Please keep to the lines below from the one with "Phrase: jersey number 15" through the one with "Phrase: ground cover plant", and restate them word for word, ends included.

Task inputs

-=-=-

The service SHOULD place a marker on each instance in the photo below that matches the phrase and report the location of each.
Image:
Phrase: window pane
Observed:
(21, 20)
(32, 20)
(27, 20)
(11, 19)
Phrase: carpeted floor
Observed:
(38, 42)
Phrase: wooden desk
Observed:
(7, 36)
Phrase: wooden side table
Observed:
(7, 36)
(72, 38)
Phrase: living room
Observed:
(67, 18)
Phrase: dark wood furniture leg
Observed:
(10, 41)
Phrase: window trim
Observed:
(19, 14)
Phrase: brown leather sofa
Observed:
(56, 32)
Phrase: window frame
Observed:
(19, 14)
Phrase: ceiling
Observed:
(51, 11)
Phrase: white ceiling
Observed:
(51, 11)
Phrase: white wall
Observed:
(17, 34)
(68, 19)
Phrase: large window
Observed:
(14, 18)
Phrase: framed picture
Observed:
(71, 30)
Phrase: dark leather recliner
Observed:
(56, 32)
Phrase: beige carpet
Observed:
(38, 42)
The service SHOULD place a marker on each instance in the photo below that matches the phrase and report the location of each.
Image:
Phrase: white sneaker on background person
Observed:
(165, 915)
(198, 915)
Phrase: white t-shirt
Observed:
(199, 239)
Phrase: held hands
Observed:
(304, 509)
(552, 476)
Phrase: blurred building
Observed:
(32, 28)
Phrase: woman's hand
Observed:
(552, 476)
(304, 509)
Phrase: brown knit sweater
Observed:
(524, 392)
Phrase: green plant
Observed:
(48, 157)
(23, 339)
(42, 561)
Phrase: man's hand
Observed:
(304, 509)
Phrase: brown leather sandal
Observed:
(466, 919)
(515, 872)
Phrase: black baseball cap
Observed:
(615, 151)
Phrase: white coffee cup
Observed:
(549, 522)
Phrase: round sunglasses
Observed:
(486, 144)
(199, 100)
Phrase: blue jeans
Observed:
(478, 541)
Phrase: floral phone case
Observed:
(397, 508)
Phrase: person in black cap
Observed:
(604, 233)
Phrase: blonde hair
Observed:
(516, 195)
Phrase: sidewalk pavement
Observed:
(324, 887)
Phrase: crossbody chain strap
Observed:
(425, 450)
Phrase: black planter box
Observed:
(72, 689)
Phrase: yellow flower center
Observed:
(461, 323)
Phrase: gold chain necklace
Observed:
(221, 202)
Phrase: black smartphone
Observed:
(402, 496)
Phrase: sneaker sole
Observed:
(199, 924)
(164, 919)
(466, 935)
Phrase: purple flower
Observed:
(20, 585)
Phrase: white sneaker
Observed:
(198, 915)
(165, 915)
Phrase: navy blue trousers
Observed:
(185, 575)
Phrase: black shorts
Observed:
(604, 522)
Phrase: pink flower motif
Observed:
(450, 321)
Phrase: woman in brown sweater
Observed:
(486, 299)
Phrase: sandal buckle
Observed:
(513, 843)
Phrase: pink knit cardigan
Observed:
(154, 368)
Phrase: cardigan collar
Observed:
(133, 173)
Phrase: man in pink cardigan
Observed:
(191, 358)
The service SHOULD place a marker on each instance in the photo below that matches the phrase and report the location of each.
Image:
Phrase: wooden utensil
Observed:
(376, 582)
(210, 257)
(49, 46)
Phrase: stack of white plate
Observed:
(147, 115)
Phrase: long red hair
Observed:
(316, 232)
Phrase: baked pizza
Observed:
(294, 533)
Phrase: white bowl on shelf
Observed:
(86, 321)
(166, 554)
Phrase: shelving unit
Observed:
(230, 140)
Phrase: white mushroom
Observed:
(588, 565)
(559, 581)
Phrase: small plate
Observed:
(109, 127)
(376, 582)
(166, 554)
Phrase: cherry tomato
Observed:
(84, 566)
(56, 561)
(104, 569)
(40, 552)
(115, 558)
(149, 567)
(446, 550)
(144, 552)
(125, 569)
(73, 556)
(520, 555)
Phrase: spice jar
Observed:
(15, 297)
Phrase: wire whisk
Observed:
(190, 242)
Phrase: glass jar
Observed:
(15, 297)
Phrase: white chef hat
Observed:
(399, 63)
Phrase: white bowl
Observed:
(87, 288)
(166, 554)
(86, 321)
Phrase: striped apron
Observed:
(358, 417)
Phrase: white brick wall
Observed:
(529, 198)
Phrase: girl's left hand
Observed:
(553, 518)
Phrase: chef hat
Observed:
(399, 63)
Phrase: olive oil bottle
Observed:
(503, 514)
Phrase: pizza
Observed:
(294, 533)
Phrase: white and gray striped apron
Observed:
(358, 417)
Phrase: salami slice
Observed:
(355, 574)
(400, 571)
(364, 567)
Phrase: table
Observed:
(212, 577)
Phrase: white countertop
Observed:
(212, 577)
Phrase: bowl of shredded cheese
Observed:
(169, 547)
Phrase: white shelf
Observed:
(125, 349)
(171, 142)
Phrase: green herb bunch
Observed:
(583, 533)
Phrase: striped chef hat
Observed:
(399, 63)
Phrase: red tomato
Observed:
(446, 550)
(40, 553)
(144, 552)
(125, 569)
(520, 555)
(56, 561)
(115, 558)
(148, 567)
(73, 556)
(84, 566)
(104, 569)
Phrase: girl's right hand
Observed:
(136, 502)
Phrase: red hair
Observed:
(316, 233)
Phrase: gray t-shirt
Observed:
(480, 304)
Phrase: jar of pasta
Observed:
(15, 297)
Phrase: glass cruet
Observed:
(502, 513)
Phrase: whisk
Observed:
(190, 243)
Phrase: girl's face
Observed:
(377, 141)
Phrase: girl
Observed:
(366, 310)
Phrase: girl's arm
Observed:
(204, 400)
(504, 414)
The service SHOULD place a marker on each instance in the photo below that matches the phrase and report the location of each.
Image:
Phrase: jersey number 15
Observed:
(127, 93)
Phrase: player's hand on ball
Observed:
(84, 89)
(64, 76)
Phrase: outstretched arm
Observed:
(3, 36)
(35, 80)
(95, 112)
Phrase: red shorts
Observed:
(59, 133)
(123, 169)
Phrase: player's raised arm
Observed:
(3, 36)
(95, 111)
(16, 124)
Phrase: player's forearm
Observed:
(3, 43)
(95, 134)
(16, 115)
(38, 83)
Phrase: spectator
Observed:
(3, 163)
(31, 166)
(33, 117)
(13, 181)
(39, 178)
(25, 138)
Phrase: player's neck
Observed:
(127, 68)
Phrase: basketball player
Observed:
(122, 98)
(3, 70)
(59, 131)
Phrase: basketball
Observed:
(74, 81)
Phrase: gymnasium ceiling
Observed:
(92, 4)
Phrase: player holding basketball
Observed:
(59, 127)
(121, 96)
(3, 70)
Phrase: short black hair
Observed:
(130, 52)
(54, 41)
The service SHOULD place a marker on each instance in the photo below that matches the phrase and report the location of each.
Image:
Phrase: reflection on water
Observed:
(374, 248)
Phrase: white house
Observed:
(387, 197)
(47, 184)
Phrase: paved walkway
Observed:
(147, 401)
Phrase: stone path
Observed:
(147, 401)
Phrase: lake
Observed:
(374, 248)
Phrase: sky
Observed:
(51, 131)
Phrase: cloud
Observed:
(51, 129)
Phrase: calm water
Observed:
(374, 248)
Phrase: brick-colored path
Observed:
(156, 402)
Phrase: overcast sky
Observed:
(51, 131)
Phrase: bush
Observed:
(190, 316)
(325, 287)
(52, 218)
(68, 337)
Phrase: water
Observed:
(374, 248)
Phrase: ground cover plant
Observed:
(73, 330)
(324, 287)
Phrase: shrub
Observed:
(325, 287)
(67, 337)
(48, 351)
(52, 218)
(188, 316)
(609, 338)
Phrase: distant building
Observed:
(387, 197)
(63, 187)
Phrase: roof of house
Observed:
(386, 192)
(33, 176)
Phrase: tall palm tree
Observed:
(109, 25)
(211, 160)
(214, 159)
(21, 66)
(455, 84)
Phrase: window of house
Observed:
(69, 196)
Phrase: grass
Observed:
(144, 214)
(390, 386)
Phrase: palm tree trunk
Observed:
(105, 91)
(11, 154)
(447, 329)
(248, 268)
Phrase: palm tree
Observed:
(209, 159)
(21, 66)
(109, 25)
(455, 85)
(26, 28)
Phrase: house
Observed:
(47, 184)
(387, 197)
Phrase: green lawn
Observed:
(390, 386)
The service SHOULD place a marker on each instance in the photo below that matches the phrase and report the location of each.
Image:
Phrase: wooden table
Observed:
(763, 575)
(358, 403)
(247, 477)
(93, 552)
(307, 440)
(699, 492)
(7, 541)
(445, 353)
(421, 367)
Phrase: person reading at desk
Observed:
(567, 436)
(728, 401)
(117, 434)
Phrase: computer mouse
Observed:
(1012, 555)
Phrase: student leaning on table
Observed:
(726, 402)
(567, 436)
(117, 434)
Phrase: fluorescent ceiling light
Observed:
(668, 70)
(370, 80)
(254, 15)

-=-=-

Response
Phrase: jersey number 15
Observed:
(127, 93)
Phrase: player's hand on ball
Observed:
(84, 89)
(64, 76)
Phrase: outstretched arm
Observed:
(3, 36)
(35, 80)
(95, 112)
Phrase: red shorts
Observed:
(59, 133)
(123, 169)
Phrase: player's raised arm
Observed:
(3, 36)
(95, 111)
(16, 124)
Phrase: player's forearm
Observed:
(3, 43)
(95, 134)
(16, 115)
(38, 83)
Phrase: spectator
Observed:
(3, 163)
(31, 166)
(33, 117)
(13, 181)
(39, 178)
(25, 138)
Phrase: player's neck
Observed:
(127, 68)
Phrase: basketball player
Observed:
(122, 98)
(3, 70)
(59, 131)
Phrase: basketball
Observed:
(74, 81)
Phrase: gymnasium ceiling
Observed:
(92, 4)
Phrase: player holding basketball
Observed:
(59, 127)
(121, 96)
(3, 70)
Phrase: short black hair
Observed:
(130, 52)
(54, 41)
The service SHOULD place a marker on each instance in the photo below that matches the phrase and report the location of each.
Image:
Phrase: reflection on water
Observed:
(374, 248)
Phrase: white house
Observed:
(387, 197)
(47, 184)
Phrase: paved walkway
Observed:
(147, 401)
Phrase: stone path
Observed:
(147, 401)
Phrase: lake
Observed:
(374, 248)
Phrase: sky
Observed:
(51, 131)
Phrase: cloud
Observed:
(51, 129)
Phrase: calm water
Observed:
(374, 248)
Phrase: brick-colored path
Observed:
(156, 402)
Phrase: overcast sky
Observed:
(51, 131)
Phrase: bush
Observed:
(190, 316)
(325, 287)
(52, 218)
(68, 337)
Phrase: water
Observed:
(374, 248)
Phrase: ground cover plant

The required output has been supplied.